-- start of RAW RECORDS --

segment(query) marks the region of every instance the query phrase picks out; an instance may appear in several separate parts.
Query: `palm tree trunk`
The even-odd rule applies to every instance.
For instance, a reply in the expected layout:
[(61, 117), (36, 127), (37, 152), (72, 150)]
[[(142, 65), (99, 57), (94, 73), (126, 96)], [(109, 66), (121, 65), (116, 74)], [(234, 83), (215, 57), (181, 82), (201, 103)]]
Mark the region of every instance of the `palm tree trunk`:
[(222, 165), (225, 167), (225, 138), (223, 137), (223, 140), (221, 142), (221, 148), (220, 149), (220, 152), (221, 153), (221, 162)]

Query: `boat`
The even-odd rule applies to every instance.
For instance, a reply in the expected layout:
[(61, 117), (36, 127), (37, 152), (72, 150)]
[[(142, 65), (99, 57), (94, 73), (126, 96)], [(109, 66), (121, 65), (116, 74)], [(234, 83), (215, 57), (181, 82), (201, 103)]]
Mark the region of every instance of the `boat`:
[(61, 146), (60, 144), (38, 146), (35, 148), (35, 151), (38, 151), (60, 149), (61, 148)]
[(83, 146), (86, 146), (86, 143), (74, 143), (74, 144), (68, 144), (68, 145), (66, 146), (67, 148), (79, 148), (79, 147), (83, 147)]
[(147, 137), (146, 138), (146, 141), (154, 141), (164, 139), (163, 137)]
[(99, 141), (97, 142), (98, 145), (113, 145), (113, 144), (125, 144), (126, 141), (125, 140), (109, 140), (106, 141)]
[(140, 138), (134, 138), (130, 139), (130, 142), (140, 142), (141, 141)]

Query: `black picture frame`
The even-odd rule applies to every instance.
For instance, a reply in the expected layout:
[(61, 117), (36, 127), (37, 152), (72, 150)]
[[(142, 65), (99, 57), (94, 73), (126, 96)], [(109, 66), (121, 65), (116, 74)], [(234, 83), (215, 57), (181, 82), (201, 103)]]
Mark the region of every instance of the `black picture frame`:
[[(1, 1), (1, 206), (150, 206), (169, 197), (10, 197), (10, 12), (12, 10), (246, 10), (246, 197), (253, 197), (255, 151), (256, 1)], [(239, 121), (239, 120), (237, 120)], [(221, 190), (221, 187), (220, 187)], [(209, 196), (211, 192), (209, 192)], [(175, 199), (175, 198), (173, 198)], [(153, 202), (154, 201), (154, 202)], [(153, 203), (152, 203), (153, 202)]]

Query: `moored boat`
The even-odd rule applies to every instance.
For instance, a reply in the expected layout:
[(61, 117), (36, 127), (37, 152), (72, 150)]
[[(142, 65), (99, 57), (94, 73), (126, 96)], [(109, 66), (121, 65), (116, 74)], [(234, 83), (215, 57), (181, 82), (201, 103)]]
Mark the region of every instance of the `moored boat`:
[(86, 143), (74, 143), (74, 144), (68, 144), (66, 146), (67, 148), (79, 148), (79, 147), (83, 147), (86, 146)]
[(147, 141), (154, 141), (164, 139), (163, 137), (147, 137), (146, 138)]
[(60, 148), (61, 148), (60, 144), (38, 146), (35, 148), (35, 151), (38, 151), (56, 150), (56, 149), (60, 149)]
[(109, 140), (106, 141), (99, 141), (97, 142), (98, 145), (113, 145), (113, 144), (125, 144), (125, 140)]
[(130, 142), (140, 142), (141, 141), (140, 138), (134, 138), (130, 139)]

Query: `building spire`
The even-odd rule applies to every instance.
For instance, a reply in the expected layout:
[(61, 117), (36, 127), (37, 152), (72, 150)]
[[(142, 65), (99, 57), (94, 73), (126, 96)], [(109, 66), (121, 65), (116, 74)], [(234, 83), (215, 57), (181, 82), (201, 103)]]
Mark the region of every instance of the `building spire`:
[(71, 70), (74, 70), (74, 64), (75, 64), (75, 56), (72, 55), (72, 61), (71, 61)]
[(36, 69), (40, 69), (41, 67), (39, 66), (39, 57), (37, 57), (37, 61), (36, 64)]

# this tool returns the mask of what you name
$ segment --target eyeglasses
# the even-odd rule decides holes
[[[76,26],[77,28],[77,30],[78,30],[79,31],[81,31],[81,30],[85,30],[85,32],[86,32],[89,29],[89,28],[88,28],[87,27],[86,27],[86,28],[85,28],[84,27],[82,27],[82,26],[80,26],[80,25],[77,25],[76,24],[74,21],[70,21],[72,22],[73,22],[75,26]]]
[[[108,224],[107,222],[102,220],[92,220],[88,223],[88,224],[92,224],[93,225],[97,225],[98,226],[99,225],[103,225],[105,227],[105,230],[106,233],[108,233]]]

-- end of RAW RECORDS --

TO DO:
Tally the lines of the listing that contain the string "spire", with case counting. Give only the number.

RESPONSE BELOW:
2